Stored records:
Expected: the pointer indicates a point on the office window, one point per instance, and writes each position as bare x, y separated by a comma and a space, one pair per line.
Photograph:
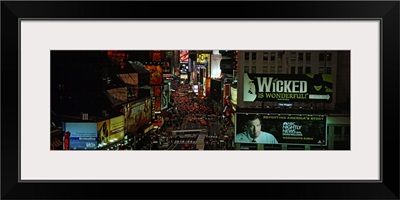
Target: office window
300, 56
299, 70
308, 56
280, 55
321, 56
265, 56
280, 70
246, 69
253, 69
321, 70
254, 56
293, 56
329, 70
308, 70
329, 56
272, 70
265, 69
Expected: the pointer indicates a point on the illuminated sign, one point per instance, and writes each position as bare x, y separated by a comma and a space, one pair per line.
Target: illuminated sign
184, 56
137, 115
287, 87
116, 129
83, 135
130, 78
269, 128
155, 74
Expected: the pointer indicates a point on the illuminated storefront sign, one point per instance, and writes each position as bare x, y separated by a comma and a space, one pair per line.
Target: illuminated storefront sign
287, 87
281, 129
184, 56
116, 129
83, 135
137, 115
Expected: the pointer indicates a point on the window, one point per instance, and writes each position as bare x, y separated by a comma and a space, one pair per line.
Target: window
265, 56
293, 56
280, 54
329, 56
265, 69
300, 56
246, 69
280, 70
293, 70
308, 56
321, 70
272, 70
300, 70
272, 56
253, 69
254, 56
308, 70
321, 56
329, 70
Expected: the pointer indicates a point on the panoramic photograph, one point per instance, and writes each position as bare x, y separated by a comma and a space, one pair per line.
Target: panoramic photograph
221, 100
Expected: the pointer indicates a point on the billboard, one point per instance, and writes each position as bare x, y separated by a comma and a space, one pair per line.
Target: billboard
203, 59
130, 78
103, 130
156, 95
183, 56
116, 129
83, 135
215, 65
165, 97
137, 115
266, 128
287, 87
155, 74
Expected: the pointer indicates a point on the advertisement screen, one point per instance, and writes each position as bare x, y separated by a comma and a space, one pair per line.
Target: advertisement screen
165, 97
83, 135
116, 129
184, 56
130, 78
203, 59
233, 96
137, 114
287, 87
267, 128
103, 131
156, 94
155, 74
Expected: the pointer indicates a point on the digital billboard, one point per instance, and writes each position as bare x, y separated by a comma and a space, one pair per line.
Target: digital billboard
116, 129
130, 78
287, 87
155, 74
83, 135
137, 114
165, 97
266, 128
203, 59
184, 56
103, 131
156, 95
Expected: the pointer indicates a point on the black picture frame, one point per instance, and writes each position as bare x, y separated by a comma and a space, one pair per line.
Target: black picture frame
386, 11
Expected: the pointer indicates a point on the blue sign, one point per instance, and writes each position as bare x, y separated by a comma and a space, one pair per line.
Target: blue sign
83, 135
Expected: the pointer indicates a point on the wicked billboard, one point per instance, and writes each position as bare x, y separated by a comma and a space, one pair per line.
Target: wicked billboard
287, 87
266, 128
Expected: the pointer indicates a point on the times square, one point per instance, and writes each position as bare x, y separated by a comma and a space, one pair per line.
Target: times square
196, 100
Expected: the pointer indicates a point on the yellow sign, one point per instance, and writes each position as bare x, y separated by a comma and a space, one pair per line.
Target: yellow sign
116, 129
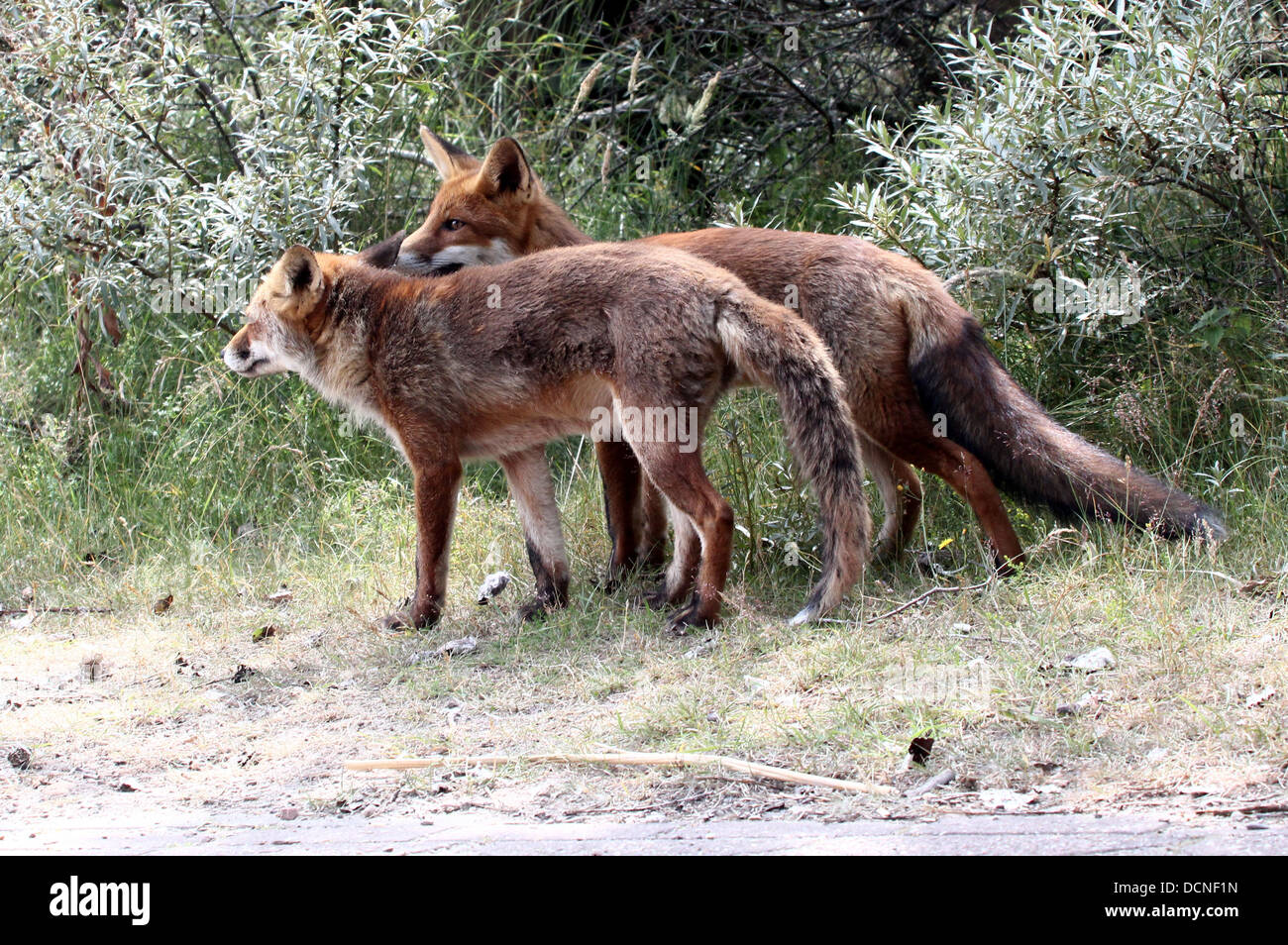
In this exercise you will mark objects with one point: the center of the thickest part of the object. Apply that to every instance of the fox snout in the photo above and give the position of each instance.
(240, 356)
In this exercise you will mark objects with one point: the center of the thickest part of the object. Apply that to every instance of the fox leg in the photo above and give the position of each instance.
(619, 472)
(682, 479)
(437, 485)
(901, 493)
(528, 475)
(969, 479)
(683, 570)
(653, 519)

Work request: Would you output the data exactly, without any of its images?

Problem solution:
Expected: the pointer indicates a point on the office window, one point per instance, and writes each position as bare x, y separated by a comma and a space, one pair per line.
Photograph:
Target: office window
300, 56
299, 70
308, 56
280, 55
321, 56
265, 56
280, 70
246, 69
253, 69
321, 70
254, 56
293, 56
329, 70
308, 70
329, 56
272, 70
265, 69
Expected: the pointer indicates a point on the illuminated sign, one point per instance, and writes each position as bare x, y separated by a comma and a space, one pair per line.
Target: illuminated sign
184, 56
137, 115
287, 87
116, 129
83, 135
130, 78
269, 128
155, 74
Expected: the pointer indicates a point on the illuminated storefront sign, one point per instance, and writes each position as bare x, y separated by a comma and a space, one pair per line.
Target: illuminated storefront sign
287, 87
281, 129
184, 56
116, 129
83, 135
137, 115
Expected: the pointer indicates a point on the window, one point per instance, and writes each position as bare x, y separated by a comma and a space, one pair per line.
Target: window
265, 56
293, 56
280, 54
329, 56
265, 69
300, 56
246, 69
280, 70
293, 70
308, 56
321, 70
272, 70
300, 70
272, 56
253, 69
254, 56
308, 70
321, 56
329, 70
Expected: the pointer indicates a point on the panoramic photograph, one point per instance, and writes each position as bare x, y separated by a comma and a space, one pair per line.
Target: panoramic photograph
221, 100
Expected: the pointer indicates a point on the billboard, one point per instance, and writes each position as bare x, y separated by a comma and a space, one pair per line.
Target: billboard
203, 59
130, 78
103, 130
156, 95
183, 56
116, 129
83, 135
215, 65
165, 97
137, 115
266, 128
287, 87
155, 74
Expected: the pointer indicates a point on the advertisement screen, one point per instance, and writes each position as bare x, y separated by a comma and a space, one pair per line.
Target: advertisement screen
165, 97
83, 135
116, 129
184, 56
130, 78
203, 59
233, 96
137, 114
287, 87
267, 128
103, 131
156, 94
155, 74
Expected: the pointer indicates a point on the digital billboard, one point per instance, and writes each position as bare x, y separated by a comma and a space, one pair per line.
Target: digital billboard
116, 129
130, 78
287, 87
155, 74
83, 135
137, 114
165, 97
266, 128
203, 59
184, 56
103, 131
156, 95
Expected: the pointer indicates a point on the black picture frame, one point per instance, and writes each position as bare x, y separated by a comma and a space, one pair per line.
Target: black picture frame
386, 11
Expected: the pointer indicates a point on the blue sign, one point per instance, and writes each position as bare x, y separated by a comma and a space, one pair per line.
Target: blue sign
83, 135
Expected: the pointer indicates a point on the wicked billboard, one point per instance, and writes each position as bare x, y separated by a comma and a space, one pair per line.
Target: wicked billboard
287, 87
266, 128
Expected: the pointer indicates a point on the times square, one point per instance, and writes each position as bare x, y separated by a comma and a space, one pair per line.
Target: times square
196, 100
Expected: the pointer indicates a point on the yellow sign, one point per instance, and writes each position as bare x, y separated by a comma and a space, one pair per line.
Target: yellow sign
116, 129
In this exercise you will mark objects with one point: the center of the thickest part of the object. Apply that to every instance of the fox snout in the photo above and give the position of each instance.
(240, 356)
In this exercise you will mark objects with one point: the center of the thickest part of the object. Apply that to every instance of the fox leg in the photo above and give the position of each instance.
(619, 472)
(682, 479)
(437, 485)
(901, 493)
(528, 475)
(969, 479)
(683, 570)
(653, 519)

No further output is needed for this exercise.